*Text excerpt*
Last weekend, CNN began taking heat after it was discovered that former CEO Jeff Zucker told reporters to ignore the coronavirus lab leak theory because reporting on it could help Trump. Upon the revelations, Green Bay Packers offensive tackle David Bakhtiari blasted the news network for the partisan move.
The 31-year-old 2013 NFL Draft pick, jumped to his Twitter account on Monday to take aim at the biased reporting at CNN.
“Come on. I get people flat out don’t like Trump,” Bakhtiari wrote. “But what I hate more is withholding the truth from the people. YOU ARE THE NEWS! Be THE NEWS!!”
Bakhtiari was responding to a New York Post story in which the paper noted, “CNN’s then-president Jeff Zucker told his staffers not to investigate the ‘lab leak theory’ behind the origins of COVID-19 because he thought it was a ‘Trump talking point,’ according to a report.”
As Breitbart News reported on Monday, several other CNN insiders were also making claims that the lab leak theory is “fringe” and “almost certainly untrue.”
A “well-placed CNN Insider” told Fox News Digital that Zucker issued the directive in the early stages of the pandemic.
On March 13, 2020, Harmeet Kauer, a “culture writer” for CNN, called the notion that the virus may have started in a laboratory a “fringe theory.”
Her colleague, Scottie Andrew, on April 13, 2020, wrote an article entitled “Nearly 30% in the US believe a coronavirus theory that’s almost certainly not true” in regards to the lab leak theory. It included the subheading, “Its origin is up for debate, but it wasn’t made in a lab.”
“There’s still much we don’t know about the coronavirus pandemic, but virus experts agree on one piece of its origin story: The virus likely originated in a bat, not in a Chinese lab,” he wrote.
“People are slowly waking up from the fog,” the source told Fox News. “It is kind of crazy that we didn’t chase it harder.”
However, despite the near certainty and the lack of journalistic ethics exhibited by CNN, today authorities and reporters alike are suddenly lending credence to the theory, saying that it might be the correct assessment.

*To do*
Can you copy the CNN lab leak article word for word, everything from "Last weekend, CNN" down to "the partisan move."?

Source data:
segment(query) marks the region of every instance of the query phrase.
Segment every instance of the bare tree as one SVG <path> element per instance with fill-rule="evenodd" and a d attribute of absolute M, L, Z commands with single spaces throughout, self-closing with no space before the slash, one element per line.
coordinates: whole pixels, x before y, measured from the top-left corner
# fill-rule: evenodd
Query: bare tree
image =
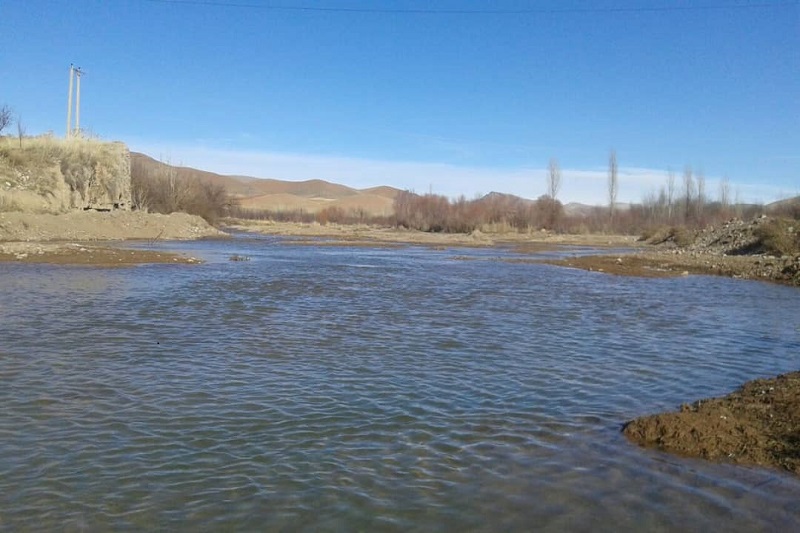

--

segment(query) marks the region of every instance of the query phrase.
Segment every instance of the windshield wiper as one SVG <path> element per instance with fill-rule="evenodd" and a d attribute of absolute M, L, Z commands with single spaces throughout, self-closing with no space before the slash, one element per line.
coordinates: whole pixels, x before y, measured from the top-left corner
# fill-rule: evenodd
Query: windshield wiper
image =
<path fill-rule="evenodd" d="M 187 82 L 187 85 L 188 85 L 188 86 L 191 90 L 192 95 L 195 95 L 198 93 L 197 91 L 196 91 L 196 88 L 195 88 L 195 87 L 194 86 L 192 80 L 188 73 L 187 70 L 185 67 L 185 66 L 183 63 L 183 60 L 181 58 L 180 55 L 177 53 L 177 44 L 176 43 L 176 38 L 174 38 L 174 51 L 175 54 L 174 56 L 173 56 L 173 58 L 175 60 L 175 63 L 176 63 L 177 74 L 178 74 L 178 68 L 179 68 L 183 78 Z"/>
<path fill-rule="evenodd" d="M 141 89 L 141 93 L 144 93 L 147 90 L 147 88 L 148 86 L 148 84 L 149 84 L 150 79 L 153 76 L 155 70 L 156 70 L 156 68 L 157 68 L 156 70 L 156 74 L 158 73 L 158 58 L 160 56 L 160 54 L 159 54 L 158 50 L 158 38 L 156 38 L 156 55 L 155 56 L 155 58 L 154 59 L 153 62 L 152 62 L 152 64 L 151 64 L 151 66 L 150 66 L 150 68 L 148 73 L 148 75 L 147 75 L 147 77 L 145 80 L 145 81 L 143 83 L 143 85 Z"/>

*Written response*
Last weekend, CNN began taking heat after it was discovered that former CEO Jeff Zucker told reporters to ignore the coronavirus lab leak theory because reporting on it could help Trump. Upon the revelations, Green Bay Packers offensive tackle David Bakhtiari blasted the news network for the partisan move.